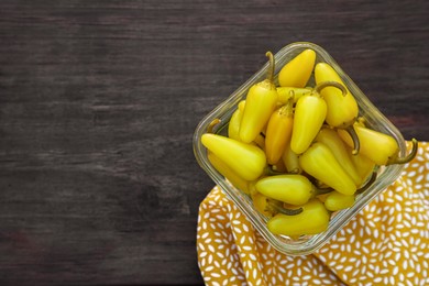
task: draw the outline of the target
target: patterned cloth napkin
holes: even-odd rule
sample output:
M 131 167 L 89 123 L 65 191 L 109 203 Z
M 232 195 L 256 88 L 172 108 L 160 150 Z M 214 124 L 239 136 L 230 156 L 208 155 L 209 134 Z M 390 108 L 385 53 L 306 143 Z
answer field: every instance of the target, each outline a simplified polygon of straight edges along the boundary
M 429 143 L 310 255 L 273 249 L 216 186 L 200 204 L 197 252 L 206 285 L 429 285 Z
______________________________
> _TWÓJ CEL_
Przepisz proszę wszystkie powyższe wiersze w całości, mnożąc przez 0,95 tylko współrzędne w odpowiedziach i zaokrąglając je do liczb całkowitych, połówki w górę. Obrazy pomiń.

> _WYNIK KOŃCOWY_
task: draw the outline of the target
target: patterned cloth napkin
holes: even-odd rule
sample output:
M 131 167 L 89 123 L 65 191 L 109 203 Z
M 232 195 L 256 88 L 172 108 L 160 150 Z M 214 124 L 239 136 L 230 156 L 208 155 L 209 134 Z M 390 108 L 385 53 L 306 143 Z
answer field: every instance of the target, each outline a simplified polygon of straight edges along the boundary
M 408 136 L 295 242 L 259 237 L 205 177 L 190 194 L 187 239 L 196 271 L 408 271 Z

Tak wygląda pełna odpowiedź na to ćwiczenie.